## [SOURCE PASSAGE]
•••••

Ever feel tiny? Like everyone and everything else in the world is, by comparison, huge and powerful and towering and you can’t begin to compare, let alone compete? Have you let yourself be measured in comparison with anyone or anything else? Yeah, me too.
But isn’t it worthwhile to break out of that miniscule self-containment somehow? Isn’t the most valid measure of my worth found more truly in what I do as my best self, in what I become over time by growing into a finer and grander version of me? What you see is what you get–for now. And then I plan on continuing my progress as well as I can manage, for as long as I live. That’s all I can promise. With one little [ahem] caveat: I know that the best defense against seeing myself as inadequate to any task is the blessed ignorance of my true inadequacy. So I promise as a small [ahem] part of the larger issue that I will do my best to forget that there is such a thing as the improbable, let alone the impossible, and just get on with living my life, however insignificant it may seem likely to be. [Come on along.]
Category Archives: Aging
I’m No Coward
Would that I had the blithe wit and urbane persona of a Noël Coward, but alas, I operate on a lower and more plebeian plane. And for those who are keeping score, yes, I am a big chicken, if that’s what you were reading in today’s title. Still and all, I think of myself as being less than hideously fearful when it comes to self-exposure as an artist.

•••••

[Collected data entries]
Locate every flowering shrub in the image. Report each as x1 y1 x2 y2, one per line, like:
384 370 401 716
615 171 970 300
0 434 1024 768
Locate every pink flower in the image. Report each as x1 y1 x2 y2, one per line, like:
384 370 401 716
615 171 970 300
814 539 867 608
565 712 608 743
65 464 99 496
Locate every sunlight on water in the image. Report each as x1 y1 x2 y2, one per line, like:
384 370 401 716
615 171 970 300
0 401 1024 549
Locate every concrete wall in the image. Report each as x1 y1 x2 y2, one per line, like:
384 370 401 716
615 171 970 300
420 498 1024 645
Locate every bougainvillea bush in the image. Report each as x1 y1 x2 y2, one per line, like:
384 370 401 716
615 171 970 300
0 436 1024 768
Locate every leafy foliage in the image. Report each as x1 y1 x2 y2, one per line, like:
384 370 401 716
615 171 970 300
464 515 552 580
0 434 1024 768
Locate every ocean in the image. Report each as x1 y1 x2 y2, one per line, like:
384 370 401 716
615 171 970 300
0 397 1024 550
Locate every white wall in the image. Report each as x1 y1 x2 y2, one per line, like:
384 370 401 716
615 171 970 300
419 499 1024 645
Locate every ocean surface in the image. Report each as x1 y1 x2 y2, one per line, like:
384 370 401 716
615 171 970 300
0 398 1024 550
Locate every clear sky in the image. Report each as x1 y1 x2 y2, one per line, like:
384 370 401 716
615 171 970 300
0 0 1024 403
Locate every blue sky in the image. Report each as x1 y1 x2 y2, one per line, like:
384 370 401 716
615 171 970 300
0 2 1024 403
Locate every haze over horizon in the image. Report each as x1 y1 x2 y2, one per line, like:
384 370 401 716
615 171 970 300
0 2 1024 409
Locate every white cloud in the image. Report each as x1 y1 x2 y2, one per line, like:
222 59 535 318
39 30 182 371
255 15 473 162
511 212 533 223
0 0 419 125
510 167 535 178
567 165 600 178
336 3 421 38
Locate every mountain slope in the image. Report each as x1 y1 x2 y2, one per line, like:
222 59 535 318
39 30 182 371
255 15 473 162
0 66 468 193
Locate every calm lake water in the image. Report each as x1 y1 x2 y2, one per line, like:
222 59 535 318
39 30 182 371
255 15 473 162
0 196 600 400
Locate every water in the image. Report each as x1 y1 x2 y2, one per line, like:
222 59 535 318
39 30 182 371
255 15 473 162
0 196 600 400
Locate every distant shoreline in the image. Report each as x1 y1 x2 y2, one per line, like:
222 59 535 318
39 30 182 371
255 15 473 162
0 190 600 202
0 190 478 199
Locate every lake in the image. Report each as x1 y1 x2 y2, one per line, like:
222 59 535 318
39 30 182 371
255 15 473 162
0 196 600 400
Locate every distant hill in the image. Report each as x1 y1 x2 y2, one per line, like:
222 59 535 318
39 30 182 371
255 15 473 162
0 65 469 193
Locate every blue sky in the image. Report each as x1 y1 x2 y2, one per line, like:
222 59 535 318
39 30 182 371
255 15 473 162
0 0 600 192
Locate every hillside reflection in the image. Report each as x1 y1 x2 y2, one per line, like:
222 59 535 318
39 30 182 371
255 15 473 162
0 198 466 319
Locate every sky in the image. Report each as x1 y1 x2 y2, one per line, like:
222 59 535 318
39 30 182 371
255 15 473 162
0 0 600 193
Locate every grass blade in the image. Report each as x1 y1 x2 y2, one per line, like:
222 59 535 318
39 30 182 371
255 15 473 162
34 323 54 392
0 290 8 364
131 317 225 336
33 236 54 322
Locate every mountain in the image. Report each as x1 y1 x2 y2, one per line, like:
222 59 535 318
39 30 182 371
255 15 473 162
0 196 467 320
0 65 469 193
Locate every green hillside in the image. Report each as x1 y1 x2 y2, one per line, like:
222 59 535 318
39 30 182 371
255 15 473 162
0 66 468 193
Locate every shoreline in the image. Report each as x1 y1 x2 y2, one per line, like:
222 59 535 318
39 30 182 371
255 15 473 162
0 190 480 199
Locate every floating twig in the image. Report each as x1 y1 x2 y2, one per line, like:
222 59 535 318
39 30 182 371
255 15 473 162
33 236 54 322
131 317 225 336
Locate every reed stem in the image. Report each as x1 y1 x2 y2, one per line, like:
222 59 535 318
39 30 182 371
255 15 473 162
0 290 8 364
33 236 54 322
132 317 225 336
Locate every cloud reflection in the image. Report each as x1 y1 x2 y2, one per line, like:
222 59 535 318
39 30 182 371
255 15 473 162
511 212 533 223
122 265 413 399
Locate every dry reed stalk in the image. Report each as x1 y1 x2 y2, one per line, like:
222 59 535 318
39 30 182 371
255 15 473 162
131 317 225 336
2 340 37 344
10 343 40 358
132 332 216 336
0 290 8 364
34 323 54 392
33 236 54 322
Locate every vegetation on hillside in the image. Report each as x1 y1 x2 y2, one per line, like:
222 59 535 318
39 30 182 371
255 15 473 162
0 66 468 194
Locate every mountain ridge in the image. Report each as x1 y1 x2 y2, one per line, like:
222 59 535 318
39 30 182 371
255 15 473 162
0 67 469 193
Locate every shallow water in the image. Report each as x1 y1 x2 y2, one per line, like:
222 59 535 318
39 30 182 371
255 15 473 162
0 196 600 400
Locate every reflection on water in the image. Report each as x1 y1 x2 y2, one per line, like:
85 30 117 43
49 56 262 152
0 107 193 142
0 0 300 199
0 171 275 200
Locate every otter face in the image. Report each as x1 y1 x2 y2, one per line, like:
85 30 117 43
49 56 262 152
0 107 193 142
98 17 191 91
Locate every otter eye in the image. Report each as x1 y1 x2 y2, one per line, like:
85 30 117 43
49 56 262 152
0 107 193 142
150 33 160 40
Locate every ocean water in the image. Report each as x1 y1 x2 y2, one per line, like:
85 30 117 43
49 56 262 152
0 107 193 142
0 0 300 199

•••••

## [WHAT THIS EXERCISE ASKS]
**A)** In the blog passage, whose blithe wit and urbane persona does the writer wish to have?
**B)** Extend the blog passage on feeling tiny, picking up right after its final sentence.

## [ANSWERS TO THE EXERCISE]
**A)** Noël Coward's.

**B)**
Though the upshot of all this may be that my audiences become unwitting consumers of drivel and bilge at least part of the time, I also remind myself that there is some credible evidence, historically speaking, that the greatest masters of the many forms of art are represented in the present age only by those portions of their respective oeuvres that they or others chose to retain. Long have I wished that I might gain access to, if you will, the Rubbish Bins of the Old Masters to see something more accurately representing the whole of the bodies of work that led to the known and treasured glories. So here I am, letting all and sundry look into the underwear drawer of my art closet, so to speak. After all, I think that I’m merely admitting to what my betters may have left to the imagination.
So I’ll keep showing off process and behind-the-curtain action from time to time, knowing as I do that not only are folk wonderfully gracious and patient with me even when critiquing but also , and more importantly, that I appreciate those of my fellow artists who are willing to share the same access to their gifts with me. We all have our weaknesses. But when it comes to showing off my work, I’m no coward.
The Waiting Game
Life as we know it in the present day is characterized as a hurry-up-and-wait proposition. We tend to bemoan the pressures at both ends of the spectrum with something like a sense of martyrdom, thinking this push-pull unique to our era. But it’s always been so. One only has to study a smidgen of history to recognize the same complexities of speed and sluggishness, and note the same anxiety regarding both, in our predecessors.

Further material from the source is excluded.